* start GIVEN TEXT *

This is the first in a series of articles on how to plan your vegetable garden. I’m assuming as I write this that you, gentle reader, are new to the wonderful world of growing vegetables. Perhaps you’ve tried to grow them in the past but were disappointed with the results. Or worse, you grew vegetables, and your kids frowned and pouted and said, “These taste funny!” because they didn’t taste EXACTLY the way they do from the can – you know, salty and lifeless. Can you tell I’ve been there, done that, but with adults instead of kids?
It’s true. I’ve worked hard to grow vegetables, only to find that someone in the household loathes broccoli, or hates parsnips, or won’t touch funny colored corn.
That’s why the first step in planning your vegetable garden isn’t about soil, or light, or water, or seeds, or gardening zones.
The first step is simple: figure out what your family likes to eat.
How to Plan a Vegetable Garden for Beginner Gardeners
What Should You Grow?
The first step to plan your vegetable garden this year is a simple one. Sit down with a pencil and paper or your tablet and make a list. List all the members of your family. Then start jotting notes on which vegetables they like to eat and which ones they hate.
Next, make a second list. On this list, write down vegetables that are so expensive at the grocery store that you rarely buy them. Things like fresh herbs tend to be expensive. So too are warm-weather garden fruits like melons, and vegetables such as tomatoes, peppers, and eggplant. The cost will vary according to what part of the country you live in and your proximity to farmer’s markets, CSAs and the like; some alternatives to shopping at supermarkets offer tasty vegetables at cheaper prices.
After making these two lists, I want you to make a third list, or check off anything on list 1 or list 2 that you know tastes better fresh. Tomatoes are always on my list. I won’t even bother with store-bought tomatoes because to me, they all taste like cardboard. The same goes for fancy lettuce. I won’t spend $2.99 for organic red leaf lettuce or a fancy salad blend, but I love the taste of them.
Lastly, is there anything you’ve always dreamed about growing just for the heck of it? Gardening should be above all else, fun. If it’s not fun, why bother doing it?

* end GIVEN TEXT *
* start SUPPLIED INFORMATION *

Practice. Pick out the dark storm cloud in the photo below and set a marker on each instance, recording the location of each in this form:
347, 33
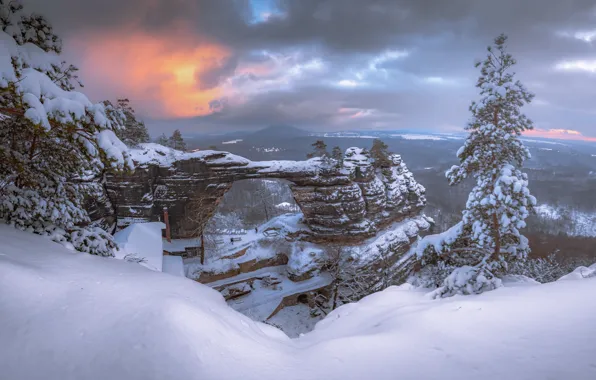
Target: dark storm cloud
429, 88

* end SUPPLIED INFORMATION *

• [COMPLETE THE FOLLOWING]
(1) In the garden-planning article, turn the paragraph beginning "Next, make a second list" into a short bulleted list that keeps its main facts.
(2) Carry the garden-planning article forward from its final line, keeping the same friendly voice.

• [ANSWERS]
(1)
- Make a second list of vegetables so expensive at the grocery store that you rarely buy them.
- Fresh herbs tend to be expensive.
- So are warm-weather fruits like melons and vegetables such as tomatoes, peppers, and eggplant.
- Costs vary by what part of the country you live in and how close you are to farmer's markets, CSAs, and similar options.
- Some alternatives to supermarkets offer tasty vegetables at cheaper prices.

(2)
One year, I grew heirloom beans. I grew a variety called yin yang that actually has the black and white yin-yang symbol on them. I grew brown beans to make baked beans, and a variety called Jacob’s Cattle that had a little spatter pattern on them. I dried the beans on the vine, shucked them into glass jars, and then used them to make soup. They tasted just okay, and frankly, I could have purchased beans less expensively and certainly with far less labor by the pound than I did by growing, drying, harvesting, shucking and storing the cup or two of beans my garden yielded. But it was the pleasure of experimenting with growing heirloom seeds that I was after that year, not the taste of the beans themselves. I’d seen heirloom beans in catalogs, and I’d seen them dried on the vine at a historic village on vacation and I wanted to try my hand at Ma Ingalls kind of tasks. I learned a lot about myself that year. I learned that I’m neither Ma Ingalls nor inclined to be a pioneer woman. But I had fun, and that was what counted, so I grew heirloom beans.
What’s your heirloom beans? What will be your fun project this year?
Now that you have your list, in the next series of articles, I’ll take a look at sorting through that list to pick out what to grow based on how difficult or easy something is to grow, how economical it is, and how your space stacks up for the needs of the plants.
Happy gardening!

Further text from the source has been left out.